Part of a data file
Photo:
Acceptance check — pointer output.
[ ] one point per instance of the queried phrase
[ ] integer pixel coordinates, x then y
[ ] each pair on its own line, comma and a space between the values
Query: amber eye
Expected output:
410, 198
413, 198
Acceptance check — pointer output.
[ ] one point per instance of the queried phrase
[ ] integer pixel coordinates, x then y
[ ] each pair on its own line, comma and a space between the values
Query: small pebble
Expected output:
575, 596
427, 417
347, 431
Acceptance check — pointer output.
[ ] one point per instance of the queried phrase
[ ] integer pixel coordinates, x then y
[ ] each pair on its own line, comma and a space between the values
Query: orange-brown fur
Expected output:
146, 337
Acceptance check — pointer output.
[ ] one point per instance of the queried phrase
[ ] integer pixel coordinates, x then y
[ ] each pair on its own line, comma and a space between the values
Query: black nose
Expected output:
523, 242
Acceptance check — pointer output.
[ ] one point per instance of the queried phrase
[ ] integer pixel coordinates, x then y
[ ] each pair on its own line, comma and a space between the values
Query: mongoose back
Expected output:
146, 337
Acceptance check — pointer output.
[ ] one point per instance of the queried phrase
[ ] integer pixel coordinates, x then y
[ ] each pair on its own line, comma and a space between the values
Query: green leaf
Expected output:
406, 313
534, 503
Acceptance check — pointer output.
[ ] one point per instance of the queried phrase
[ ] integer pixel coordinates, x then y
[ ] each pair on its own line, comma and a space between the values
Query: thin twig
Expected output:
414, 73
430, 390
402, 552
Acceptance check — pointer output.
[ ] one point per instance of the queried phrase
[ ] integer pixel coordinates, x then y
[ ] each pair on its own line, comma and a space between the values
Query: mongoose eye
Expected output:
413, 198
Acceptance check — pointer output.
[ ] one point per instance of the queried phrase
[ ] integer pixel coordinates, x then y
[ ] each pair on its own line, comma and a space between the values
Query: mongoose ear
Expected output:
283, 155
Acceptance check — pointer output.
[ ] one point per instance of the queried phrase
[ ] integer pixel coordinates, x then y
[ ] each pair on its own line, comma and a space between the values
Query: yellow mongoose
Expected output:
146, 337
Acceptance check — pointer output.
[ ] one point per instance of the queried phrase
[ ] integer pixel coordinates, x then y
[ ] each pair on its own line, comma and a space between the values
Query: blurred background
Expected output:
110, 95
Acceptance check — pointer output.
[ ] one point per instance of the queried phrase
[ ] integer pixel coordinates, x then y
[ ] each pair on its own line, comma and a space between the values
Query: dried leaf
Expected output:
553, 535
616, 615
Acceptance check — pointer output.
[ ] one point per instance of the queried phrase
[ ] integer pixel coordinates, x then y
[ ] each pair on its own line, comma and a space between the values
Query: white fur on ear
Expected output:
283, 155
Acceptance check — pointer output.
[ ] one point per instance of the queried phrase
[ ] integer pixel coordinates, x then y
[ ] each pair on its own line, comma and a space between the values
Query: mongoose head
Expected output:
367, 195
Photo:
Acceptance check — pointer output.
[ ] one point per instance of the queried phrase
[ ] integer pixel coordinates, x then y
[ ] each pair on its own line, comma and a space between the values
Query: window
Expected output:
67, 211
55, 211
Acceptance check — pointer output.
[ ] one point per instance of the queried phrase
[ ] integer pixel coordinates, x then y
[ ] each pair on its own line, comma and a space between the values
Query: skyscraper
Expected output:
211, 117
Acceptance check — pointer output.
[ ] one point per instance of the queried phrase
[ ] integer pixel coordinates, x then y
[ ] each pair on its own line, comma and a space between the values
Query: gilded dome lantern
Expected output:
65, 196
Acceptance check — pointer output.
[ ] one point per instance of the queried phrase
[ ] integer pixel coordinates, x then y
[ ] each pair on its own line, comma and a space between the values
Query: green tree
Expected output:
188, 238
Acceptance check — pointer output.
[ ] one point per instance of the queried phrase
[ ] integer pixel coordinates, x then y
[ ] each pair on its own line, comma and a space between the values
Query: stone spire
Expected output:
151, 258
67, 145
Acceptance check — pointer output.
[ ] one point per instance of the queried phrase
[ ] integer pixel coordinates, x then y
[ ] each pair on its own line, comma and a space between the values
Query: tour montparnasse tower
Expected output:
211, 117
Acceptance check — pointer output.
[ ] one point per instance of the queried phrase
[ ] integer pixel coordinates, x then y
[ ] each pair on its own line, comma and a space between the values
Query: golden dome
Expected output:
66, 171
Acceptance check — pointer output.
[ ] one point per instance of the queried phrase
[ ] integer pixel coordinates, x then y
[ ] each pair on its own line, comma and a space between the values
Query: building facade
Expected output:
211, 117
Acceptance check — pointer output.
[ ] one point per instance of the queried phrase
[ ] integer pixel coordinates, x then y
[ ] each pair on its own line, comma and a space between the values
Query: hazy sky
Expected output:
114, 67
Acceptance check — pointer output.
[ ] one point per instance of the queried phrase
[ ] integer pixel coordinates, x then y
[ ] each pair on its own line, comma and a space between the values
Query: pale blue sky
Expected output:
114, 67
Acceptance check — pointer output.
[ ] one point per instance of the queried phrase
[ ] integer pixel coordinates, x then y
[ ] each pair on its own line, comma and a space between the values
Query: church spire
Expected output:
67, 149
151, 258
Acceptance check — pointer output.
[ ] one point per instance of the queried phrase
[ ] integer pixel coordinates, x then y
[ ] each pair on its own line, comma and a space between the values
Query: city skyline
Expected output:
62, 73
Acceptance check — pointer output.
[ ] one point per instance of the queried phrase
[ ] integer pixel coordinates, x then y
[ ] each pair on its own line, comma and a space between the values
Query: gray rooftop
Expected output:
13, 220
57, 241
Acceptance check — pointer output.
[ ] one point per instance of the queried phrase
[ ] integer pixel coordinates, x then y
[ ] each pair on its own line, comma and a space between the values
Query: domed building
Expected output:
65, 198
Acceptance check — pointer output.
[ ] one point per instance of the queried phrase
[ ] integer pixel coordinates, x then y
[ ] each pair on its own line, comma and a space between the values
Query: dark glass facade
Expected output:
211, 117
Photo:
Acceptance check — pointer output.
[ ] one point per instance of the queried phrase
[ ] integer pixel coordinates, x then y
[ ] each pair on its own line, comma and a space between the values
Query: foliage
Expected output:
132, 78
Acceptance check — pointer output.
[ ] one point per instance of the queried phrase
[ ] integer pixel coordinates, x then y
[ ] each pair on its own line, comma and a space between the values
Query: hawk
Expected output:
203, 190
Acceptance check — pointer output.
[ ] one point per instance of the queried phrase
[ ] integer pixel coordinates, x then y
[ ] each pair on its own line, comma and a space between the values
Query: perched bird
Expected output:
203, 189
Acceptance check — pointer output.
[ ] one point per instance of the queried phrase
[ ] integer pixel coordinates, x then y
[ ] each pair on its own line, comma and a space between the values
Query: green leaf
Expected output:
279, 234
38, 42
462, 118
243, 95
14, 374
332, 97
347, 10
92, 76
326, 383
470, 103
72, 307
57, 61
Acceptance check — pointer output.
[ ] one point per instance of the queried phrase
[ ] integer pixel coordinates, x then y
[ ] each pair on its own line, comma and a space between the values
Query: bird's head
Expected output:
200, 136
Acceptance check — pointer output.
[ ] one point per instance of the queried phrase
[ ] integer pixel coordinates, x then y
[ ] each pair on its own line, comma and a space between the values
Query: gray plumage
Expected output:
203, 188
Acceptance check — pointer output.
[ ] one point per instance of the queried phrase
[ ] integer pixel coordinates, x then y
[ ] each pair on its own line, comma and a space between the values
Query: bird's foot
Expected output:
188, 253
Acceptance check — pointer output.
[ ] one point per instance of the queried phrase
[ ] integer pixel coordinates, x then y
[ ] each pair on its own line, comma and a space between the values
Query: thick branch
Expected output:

- _AIM_: Pull out every line from the rows above that contains the word "facade", and keep them in their original order. Case counts, so only lines with that exact capitalization qualify.

- _FULL OUTPUT_:
Query: building facade
Query: dark glass facade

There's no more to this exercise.